Page extract ▸
* * * * * * *

Review: Fox's 'Shots Fired' misses its mark

Robert Bianco
USA TODAY
Deputy Josh Beck (Tristan 'Mack' Wilds) is accused of murdering a teenager in Fox's 'Shots Fired.'


If you’re going to walk through a cultural minefield, you’d better know where you’re going.

Searching, it seems, for a social-issue prestige answer to ABC's American Crime and FX’s American Crime Story, Fox has lured two of our best filmmakers to television, Gina Prince-Bythewood (The Secret Life of Bees, Love & Basketball) and Reggie Rock Bythewood (Get on the Bus). Girded with Fox’s support and armed with a cast that includes such big names as Helen Hunt and Richard Dreyfuss, the couple is tackling one of the great flashpoints of our racial divide: police shootings of teenagers.

Along they way, they're giving us a few interesting characters (especially women) and some sharp takes on how race affects our perception of — and access to — justice. But somehow, where they’ve ultimately landed in Shots Fired (Wednesday, 8 ET/PT, ** ½ out of four) is in the middle of a standard issue, multi-part TV mystery — a 10-episode series driven by yet another wide-ranging criminal conspiracy, this one embracing corrupt politicians, venal businessmen and evil cops. It’s as if 24 suddenly grew a social conscience.

If that's the story they want to tell, that's their prerogative. But even if this one were told more sensibly and efficiently, you’d still most likely be left with a split audience. Those who come to Shots Fired because they’re interested in the social issues being explored will probably be put off by the mystery that distracts from them. And those who come for the mystery will probably be put off by the old-hat nature of too many of its tricks.

* * * * * * *

What is needed ▸
Which films does the Shots Fired review credit to Gina Prince-Bythewood and Reggie Rock Bythewood? List every one.

Dataset ▸
* * * * * * *

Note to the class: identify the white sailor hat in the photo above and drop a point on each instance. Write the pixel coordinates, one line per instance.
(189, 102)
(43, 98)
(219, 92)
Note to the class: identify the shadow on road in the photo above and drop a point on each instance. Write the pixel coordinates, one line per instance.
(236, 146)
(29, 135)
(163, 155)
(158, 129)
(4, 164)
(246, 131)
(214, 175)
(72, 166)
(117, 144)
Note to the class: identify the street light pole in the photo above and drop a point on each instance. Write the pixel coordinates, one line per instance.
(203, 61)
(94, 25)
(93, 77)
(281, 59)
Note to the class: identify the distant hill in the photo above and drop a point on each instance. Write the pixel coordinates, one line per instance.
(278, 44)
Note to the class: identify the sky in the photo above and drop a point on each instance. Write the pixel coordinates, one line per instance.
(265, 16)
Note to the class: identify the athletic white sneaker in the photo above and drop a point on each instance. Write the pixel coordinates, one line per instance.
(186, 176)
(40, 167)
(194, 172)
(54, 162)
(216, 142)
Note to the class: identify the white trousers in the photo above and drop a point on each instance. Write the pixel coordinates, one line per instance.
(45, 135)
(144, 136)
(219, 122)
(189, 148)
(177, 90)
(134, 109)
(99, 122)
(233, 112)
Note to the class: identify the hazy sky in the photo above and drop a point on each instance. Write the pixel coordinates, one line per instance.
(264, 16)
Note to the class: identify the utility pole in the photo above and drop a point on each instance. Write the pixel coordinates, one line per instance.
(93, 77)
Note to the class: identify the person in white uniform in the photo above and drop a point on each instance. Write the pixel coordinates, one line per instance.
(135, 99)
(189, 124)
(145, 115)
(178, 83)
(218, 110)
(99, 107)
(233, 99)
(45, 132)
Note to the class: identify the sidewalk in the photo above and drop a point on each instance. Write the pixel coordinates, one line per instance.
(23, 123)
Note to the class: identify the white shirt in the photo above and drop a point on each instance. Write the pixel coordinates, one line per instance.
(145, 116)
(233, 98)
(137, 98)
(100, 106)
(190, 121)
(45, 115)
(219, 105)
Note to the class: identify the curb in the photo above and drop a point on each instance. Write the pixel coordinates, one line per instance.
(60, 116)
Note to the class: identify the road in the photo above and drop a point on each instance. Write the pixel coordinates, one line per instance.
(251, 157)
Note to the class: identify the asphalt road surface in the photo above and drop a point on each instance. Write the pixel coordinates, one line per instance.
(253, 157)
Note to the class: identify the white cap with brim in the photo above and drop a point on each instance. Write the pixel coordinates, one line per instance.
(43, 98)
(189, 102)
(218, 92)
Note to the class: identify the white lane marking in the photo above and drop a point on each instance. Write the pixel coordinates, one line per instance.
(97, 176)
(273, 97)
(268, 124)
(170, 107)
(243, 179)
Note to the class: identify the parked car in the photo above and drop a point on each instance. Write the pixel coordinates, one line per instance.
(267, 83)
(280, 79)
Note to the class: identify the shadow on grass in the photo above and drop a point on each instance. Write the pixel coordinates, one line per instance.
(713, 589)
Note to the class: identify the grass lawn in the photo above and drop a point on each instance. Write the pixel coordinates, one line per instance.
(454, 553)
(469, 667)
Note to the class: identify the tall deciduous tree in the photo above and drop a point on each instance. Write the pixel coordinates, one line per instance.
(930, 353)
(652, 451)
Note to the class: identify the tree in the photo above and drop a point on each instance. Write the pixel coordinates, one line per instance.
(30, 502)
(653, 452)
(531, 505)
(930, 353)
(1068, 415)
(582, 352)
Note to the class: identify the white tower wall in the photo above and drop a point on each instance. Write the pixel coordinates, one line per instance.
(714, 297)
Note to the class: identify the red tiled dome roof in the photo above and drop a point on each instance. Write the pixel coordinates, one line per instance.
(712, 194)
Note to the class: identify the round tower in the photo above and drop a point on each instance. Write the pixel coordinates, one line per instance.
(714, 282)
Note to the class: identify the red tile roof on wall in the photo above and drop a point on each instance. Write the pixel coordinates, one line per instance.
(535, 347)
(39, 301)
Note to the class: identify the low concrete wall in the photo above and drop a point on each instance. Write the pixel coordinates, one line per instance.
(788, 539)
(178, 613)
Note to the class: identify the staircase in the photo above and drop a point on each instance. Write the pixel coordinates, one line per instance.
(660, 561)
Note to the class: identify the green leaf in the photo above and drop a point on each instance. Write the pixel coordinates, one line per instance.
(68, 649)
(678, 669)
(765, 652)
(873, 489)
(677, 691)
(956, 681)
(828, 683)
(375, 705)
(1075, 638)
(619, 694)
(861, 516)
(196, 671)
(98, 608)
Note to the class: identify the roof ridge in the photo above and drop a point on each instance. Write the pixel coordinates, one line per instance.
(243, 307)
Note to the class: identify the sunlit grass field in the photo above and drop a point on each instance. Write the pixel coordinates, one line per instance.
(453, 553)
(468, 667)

* * * * * * *

Complete output ▸
- The Secret Life of Bees (Gina Prince-Bythewood)
- Love & Basketball (Gina Prince-Bythewood)
- Get on the Bus (Reggie Rock Bythewood)